Input material:

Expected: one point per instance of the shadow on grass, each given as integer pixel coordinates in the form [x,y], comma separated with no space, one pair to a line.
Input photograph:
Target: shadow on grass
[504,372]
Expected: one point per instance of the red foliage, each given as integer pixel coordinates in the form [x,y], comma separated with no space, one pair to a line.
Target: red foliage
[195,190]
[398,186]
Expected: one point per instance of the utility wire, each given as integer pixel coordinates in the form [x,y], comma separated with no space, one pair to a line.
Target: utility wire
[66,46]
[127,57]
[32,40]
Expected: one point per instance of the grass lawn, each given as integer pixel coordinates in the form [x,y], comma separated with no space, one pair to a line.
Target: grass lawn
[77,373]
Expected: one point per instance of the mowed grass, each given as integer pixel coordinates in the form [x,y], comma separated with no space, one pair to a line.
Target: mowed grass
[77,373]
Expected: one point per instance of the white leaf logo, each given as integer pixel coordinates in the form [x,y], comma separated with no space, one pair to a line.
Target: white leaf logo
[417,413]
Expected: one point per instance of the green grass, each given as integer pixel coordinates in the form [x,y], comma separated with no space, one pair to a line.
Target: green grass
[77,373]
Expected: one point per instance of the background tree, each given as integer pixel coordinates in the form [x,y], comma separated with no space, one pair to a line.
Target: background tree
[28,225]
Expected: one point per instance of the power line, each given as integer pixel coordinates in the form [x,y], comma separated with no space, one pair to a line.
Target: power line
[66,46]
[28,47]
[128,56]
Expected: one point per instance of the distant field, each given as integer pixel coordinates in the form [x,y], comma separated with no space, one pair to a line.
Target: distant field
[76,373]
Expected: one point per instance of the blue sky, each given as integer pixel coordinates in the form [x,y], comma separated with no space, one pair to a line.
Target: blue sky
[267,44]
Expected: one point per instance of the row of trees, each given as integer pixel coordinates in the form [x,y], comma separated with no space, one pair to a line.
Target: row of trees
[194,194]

The exercise: Rewrite the items from the line holding "Expected: one point per instance of the utility" through the end of the items, both ends included, shifting every coordinate in the answers by -44 and leaving all other text unchanged.

Exercise response:
Expected: one point per instance of the utility wire, each given as integer pixel coordinates in the form [x,y], comma separated with no space, one pair to a line.
Target: utility wire
[22,2]
[83,13]
[-12,-4]
Expected: one point per instance of the grass lawn, each given as integer pixel coordinates in the form [x,y], comma separated with no space, one pair to a line.
Target: grass lawn
[33,329]
Expected: one point per instance of the mowed grass, each given as integer pixel coordinates in the form [x,y], comma separated with no space, one pair to a line.
Target: mowed grass
[33,329]
Expected: one point per instance of the white leaf logo, each given as integer pixel coordinates in the form [x,y], comma separated with no space, one pair to a line.
Target: white leaf logo
[373,369]
Expected: one point per instance of the green grass, each given as integer pixel coordinates in the form [x,y], comma separated with no space, one pair to a line.
Target: green grass
[33,329]
Expected: one point per instance of the background tree, each given as integer pixel coordinates in the form [x,y], comma separated with no space, one pair to a line.
Target: background tree
[-16,181]
Expected: one point per instance of the power line, each given as integer pixel coordinates in the form [x,y], comma separated with no space, one pair to a line.
Target: power line
[22,2]
[-16,3]
[84,12]
Expected: one point per instance of the distant field, each given as integer pixel coordinates in the form [x,y], comma separated with no space, one pair to a line.
Target: distant field
[32,329]
Expected: one point per instance of the blue sky, each given as integer pixel coordinates in the form [x,y], comma separated with no space, one pair to a line.
Target: blue sky
[223,0]
Expected: one point per instance of the row of trees, each given as integer pixel coordinates in the form [x,y], comma separated with no space, one pair to a line.
Target: row of trees
[150,150]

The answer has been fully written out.